= TASK DETAILS =
Please continue the math lesson on tangents and linear graphs, picking up right after its final sentence.

= TEXT TO READ =
Lesson video
In progress...Loading...
Hello, Mr. Robson here, welcome to Maths.
Today, we're doing some advanced problem-solving with linear graphs.
I love problem-solving, I know that you love problem-solving, so let's not hang around here, let's get on with it.
Our learning outcome is I'll be able to use our knowledge of linear graphs to solve problems. Some keywords we're gonna hear today, tangent and intersect.
The tangent of a circle is a line that intersects the circle exactly once.
Two parts to our learning today.
The first part is quite delightful, tangent and radius problems. On this Cartesian coordinate grid, we see a circle and a tangent to that circle.
If we draw a radius from the point where the tangent touches the circle, what do you notice about the angle created? Well spotted, it's a right angle, it's 90 degrees.
This tangent and radius meet at a right angle.
We know this, because the horizontal line y = 5 meets a segment of the vertical line x = 4, and we know that horizontal lines and vertical lines are perpendicular to each other.
If they meet, they'll meet at a right angle.
When we discover something like that in mathematics, a tangent and a radius meeting at a right angle, we want to ask the question, was that true just for that case, or is it true for all cases? Let's look at this case then.
Do this tangent and radius also meet at a right angle? And if they do, how might we show it? Pause, and have a think about those two questions.
Welcome back, they absolutely do, that's a right angle for sure, but it's not good enough to say, "It looks like a right angle," and it's not good enough to say, "I measured it with my protractor," no matter how accurate you were with your protractor.
When asked to show why something is true, we need to fully justify our reasoning.
so this tangent and radius definitely do meet at a right angle.
How do we show this is true? How do we reason and justify that? You know how to describe the equation of the line of the tangent and you know how to describe that of the line segment that is the radius, let's label these L1 and L2.
In the case of L1, that line segment is part of the line, y = x - 1, that would be a gradient of 1, and a Y-intercept of 0, -1.
for L2, that tangent is the line y = 9 - x, a Y-intercept, at 0, 9, and a gradient of negative 1.
From here, that word gradient is the key.
What do you notice about the gradients of these two lines? Well spotted, the first gradient or the gradient of the first line is positive 1.
The gradient at the second line is negative 1, you noticed, didn't you? They are negative reciprocals of each other.
Lines are perpendicular if the product of their gradients is negative 1.
positive 1 multiplied by negative 1 gives us negative 1, that means these two lines are perpendicular, that tangent and radius must meet at a right angle.

Dataset excerpt

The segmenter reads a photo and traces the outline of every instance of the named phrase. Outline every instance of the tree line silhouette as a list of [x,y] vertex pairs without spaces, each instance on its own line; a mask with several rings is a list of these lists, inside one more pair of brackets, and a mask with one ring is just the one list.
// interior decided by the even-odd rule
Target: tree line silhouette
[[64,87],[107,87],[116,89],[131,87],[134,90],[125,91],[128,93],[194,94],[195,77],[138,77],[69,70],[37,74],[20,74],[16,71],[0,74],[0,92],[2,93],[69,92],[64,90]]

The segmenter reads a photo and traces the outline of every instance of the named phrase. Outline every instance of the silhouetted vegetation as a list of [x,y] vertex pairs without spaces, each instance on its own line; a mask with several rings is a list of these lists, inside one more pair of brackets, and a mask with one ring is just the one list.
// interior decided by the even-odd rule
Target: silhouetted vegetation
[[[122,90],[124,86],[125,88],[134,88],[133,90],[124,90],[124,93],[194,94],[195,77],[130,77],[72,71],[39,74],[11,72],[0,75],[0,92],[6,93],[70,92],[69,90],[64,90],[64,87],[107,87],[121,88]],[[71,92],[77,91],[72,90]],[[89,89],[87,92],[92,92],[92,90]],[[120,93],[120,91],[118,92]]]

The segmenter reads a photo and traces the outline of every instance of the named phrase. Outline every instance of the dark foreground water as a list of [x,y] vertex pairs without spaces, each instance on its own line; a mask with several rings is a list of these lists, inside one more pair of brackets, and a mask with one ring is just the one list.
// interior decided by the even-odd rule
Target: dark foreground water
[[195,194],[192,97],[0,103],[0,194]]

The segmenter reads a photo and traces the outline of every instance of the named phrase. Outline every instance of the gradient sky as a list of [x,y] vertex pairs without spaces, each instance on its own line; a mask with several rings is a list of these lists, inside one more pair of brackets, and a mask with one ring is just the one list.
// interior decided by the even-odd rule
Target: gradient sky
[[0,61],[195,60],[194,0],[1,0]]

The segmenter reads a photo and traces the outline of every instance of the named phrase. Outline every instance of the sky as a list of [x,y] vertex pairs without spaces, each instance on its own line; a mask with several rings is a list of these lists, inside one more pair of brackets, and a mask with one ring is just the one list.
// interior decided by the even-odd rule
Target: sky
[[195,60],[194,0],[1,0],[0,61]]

= TASK RESULT =
Quick check, to see if you've got this so far.
True or false? When asked to show if this tangent is at a right angle to the radius, we can just measure it with our protractor as proof.
Is that true, or is it false? Once you've decided, select one of the two statements at the bottom of the screen to justify your answer.
Pause, and do this now.
Welcome back, I do hope you said false, and justified it with a statement, to show, means we have to fully justify our reasoning.
Well done.
Will the tangent and radius always meets a right angle, even when the lines are not vertical, horizontal, or perfectly diagonal? Yes, they will, and you can see that they do in this case.
How can we see that? Well, look at the tangent, it goes 2 right 1 up, that's perpendicular to our radius, which is 2 down 1 right.
I hope you can see that it's just a 90-degree rotation of that journey, this must be a right angle, our tangent and radius are meeting at a right angle.
However, to show this is true, we need to find the equations of the lines.
Let's label them then, L1 and L2.
Line one, The tangent is y = 1/2` x + 6.
That's a Y-intercept of 0, 6, and a gradient of a half.
The radius is a segment of the line y = -2x - 4, that's a gradient of negative 2, and that line would go on to intercept the Y axis at 0, -4.
The gradients are the key.
The gradient of line 1 is a half.
The gradient of line 2 is negative 3.
Are they negative reciprocals of each other? Absolutely, they are.
A half multiplied by negative 2 is negative 1.
Therefore, these gradients are perpendicular, the lines are perpendicular, that tangent and radius are meeting at a right angle.
Have you seen that notation before, therefore, and perpendicular? We mathematicians are always seeking efficiency and we can gain some efficiency in our notations here, by using that shorthand notation.
Quick check, you can do a problem just like that one.
line segment L1 is a radius of the circle and has the equation y = -1/4 (x +17).
L1 and L2 meet at the point (7, -6).
The point (9, 2) is also on L2.
Show that L1 and L2 are perpendicular.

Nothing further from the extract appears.